The Breakers and Biltmore represent the peak of late 19th-century grandeur and extravagance. Both were designed by Richard Morris Hunt for male members of the Vanderbilt family and completed in 1895. Due to changes in the American economy , personal wealth increased exponentially for a small number of Americans such as the Vanderbilts. The Breakers, the summer home of Cornelius Vanderbilt II is located in Newport, Rhode Island(http://www.newportmansions.org/) . Biltmore, the country estate of George Washington  Vanderbilt is located in Asheville, North Carolina (http://www.biltmore.com/). During the 1880s and 90s the Vanderbilt family kept Hunt busy designing their city and country homes. The Breakers and Biltmore are the best surviving examples of his work for the Vanderbilt family because they represent the peak of high style in 19th-century America and a type of architecture and decorating that will never be repeated.

 

 

The dining rooms of The  Breakers and Biltmore were elaborate, theatrical rooms that were the perfect settings for banquets and costume balls. By hosting lavish parties with elaborate social rituals, the Vanderbilts and others like them defined America's elite society. Without aristocratic traditions and titles, the Vanderbilts used architecture and decor to create their own identity with obvious allusions to Renaissance Europe.

◆ **Data rows**
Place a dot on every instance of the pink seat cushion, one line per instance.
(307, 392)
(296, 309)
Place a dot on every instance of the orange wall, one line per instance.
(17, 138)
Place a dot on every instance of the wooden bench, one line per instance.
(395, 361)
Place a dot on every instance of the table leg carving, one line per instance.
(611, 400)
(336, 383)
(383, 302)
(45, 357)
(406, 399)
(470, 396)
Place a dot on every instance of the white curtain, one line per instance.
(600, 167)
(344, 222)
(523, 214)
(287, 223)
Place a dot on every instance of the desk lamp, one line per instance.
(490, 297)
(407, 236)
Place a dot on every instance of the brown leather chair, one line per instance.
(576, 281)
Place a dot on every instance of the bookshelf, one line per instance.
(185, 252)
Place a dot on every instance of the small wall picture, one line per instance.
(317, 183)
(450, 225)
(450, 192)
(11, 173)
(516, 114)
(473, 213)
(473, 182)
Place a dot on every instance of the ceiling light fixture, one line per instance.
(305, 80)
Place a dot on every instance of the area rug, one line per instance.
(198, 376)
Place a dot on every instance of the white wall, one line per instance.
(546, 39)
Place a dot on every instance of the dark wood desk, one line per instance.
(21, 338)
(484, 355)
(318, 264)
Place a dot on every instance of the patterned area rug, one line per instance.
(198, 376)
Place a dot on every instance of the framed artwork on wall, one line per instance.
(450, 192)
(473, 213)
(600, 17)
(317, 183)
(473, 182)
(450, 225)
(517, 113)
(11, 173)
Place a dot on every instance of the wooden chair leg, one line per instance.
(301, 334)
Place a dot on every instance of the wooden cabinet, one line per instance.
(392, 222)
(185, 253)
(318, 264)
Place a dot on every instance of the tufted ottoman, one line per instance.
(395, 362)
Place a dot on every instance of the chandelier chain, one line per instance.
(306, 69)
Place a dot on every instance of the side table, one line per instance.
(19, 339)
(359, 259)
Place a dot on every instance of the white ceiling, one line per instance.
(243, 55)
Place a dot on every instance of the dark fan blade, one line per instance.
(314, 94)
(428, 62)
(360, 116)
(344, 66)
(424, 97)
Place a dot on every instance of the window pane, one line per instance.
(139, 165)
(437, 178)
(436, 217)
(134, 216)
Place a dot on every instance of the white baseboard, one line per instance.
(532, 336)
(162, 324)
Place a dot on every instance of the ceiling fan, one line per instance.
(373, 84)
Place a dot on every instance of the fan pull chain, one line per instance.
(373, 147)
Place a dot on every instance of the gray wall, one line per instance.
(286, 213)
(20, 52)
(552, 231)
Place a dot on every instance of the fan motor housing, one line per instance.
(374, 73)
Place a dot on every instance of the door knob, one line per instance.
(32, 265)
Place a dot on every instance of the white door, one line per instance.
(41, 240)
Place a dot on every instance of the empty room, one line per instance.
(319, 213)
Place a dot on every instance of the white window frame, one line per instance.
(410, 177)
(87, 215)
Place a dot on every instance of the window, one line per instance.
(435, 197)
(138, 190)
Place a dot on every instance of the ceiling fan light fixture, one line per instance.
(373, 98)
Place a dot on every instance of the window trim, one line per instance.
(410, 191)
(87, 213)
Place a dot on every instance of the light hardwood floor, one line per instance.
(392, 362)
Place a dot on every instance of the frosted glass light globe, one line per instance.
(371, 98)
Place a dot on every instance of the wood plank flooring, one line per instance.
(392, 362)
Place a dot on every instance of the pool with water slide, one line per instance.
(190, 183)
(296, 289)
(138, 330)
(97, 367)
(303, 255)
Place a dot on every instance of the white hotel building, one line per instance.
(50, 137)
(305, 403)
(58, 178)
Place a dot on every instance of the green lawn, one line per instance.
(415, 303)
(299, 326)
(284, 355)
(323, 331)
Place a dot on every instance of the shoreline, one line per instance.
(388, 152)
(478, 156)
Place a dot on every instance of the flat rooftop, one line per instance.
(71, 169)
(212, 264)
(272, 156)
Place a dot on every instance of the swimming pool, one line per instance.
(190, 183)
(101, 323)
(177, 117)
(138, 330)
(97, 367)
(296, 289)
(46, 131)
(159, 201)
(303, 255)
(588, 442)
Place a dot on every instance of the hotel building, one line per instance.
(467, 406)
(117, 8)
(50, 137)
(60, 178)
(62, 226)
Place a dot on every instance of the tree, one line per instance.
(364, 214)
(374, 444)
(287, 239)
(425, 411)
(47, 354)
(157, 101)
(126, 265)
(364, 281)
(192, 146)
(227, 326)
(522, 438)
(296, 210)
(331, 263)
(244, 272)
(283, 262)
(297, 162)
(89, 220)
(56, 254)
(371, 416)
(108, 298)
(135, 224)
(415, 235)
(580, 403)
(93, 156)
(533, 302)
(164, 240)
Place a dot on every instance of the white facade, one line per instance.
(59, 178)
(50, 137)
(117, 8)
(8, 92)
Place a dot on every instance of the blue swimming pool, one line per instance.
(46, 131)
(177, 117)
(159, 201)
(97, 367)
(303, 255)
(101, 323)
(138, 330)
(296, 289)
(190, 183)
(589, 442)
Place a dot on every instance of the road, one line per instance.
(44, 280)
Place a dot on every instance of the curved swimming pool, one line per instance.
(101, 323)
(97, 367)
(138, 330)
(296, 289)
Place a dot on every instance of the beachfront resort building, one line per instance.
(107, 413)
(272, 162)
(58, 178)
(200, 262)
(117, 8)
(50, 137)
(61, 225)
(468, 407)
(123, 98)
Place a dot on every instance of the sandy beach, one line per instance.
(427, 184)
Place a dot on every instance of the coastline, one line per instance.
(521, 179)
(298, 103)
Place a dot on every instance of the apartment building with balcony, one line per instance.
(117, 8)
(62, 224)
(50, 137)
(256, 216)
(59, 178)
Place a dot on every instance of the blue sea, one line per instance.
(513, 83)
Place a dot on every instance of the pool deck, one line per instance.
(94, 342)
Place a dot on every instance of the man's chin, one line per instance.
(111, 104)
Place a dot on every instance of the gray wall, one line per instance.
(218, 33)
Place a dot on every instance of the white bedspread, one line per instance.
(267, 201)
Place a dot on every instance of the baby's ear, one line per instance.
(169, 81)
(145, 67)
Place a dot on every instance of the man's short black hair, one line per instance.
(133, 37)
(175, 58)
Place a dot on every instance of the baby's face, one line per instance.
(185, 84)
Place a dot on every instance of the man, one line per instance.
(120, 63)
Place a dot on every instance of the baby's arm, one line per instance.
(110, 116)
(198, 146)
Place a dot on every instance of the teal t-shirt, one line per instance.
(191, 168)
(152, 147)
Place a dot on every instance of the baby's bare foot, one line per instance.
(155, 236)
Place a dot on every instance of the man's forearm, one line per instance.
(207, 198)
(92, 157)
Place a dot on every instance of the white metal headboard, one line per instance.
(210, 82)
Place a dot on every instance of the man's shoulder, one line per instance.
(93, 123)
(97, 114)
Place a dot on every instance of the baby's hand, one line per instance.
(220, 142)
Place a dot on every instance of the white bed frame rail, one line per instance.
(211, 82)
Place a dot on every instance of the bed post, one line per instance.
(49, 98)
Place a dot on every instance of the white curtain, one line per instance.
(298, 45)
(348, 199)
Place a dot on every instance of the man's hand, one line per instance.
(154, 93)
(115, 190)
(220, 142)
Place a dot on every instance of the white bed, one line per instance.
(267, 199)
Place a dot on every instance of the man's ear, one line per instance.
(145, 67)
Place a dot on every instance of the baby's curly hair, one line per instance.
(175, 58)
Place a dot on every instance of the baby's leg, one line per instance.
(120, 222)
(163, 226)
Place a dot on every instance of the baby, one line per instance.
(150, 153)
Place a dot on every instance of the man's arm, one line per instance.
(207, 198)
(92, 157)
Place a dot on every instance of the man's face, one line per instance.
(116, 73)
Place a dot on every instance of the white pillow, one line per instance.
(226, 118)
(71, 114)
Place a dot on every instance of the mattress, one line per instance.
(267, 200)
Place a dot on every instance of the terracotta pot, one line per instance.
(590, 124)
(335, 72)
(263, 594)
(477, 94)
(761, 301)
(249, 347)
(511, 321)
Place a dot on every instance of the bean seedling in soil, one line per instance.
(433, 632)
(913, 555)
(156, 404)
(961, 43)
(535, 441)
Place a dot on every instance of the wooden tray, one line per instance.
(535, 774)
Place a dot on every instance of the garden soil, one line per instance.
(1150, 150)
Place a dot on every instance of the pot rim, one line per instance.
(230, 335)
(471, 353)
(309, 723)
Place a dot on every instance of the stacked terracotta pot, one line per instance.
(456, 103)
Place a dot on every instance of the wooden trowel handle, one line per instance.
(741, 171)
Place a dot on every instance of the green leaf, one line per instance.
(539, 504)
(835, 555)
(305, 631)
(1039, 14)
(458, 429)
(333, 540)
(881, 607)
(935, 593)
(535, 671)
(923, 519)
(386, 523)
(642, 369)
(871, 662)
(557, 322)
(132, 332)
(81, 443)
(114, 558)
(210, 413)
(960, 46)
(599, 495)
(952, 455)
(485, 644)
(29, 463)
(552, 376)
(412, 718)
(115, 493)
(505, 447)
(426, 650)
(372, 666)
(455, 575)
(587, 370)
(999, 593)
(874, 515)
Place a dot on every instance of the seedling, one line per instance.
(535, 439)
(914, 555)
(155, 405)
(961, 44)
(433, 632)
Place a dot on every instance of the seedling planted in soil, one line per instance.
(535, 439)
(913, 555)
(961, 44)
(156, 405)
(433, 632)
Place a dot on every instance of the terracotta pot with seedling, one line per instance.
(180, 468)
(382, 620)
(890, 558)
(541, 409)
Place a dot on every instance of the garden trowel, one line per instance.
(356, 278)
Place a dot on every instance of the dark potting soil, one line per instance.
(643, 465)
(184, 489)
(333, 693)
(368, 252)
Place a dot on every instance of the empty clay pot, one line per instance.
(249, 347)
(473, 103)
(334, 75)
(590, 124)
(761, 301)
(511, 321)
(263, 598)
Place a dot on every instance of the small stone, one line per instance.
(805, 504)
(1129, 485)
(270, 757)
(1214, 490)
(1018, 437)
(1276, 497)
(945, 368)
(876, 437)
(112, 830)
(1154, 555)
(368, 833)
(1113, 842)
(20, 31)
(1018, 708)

◆ **Tasks to carry out**
A) Please say whether each statement below agrees with the Vanderbilt mansions passage, answering yes or no and quoting the deciding words: (i) Both houses were completed in 1895. (ii) Biltmore was the summer home of Cornelius Vanderbilt II. (iii) The Vanderbilts used architecture and decor to create their own identity.
B) Carry on the Vanderbilt mansions passage from its final sentence.

◆ **Answers for the tasks**
A)
(i) Yes: "completed in 1895"
(ii) No: "The Breakers, the summer home of Cornelius Vanderbilt II"
(iii) Yes: "the Vanderbilts used architecture and decor to create their own identity"

B)
The furniture and art objects that decorated the dining room were acquired in Europe by Hunt for the Vanderbilts. The state dining room at The  Breakers is the grandest room of the house. It is forty-two by fifty-eight and two stories tall. Its decor, which includes twelve columns of red alabaster and a ceiling painting titled Aurora at Dawn, was created for Hunt by a Paris designer. State dining rooms were not uncommon in Gilded Age mansions. The term reveals the owners aspirations to hold, unofficially, political power and socialize with royalty. Many of America's wealthiest families succeeded in marrying off their daughters to European aristocrats. The banquet hall at Biltmore was also designed to be the most impressive room of the house. The medieval style room is forty-two by seventy-two with a ribbed, vaulted seventy-five foot ceiling. Sixteenth century Flemish tapestries hang on the lower walls. An organ gallery with a carved balustrade is located above. The sculptor Karl Bitter carved the panels of the balustrade and the frieze above the massive triple fireplace, the focal point of one wall. Both houses have smaller, more intimate dining rooms that were used by the family for everyday meals, though both large and small dining rooms at such houses were considered excessive and heavy-handed in style to many critics.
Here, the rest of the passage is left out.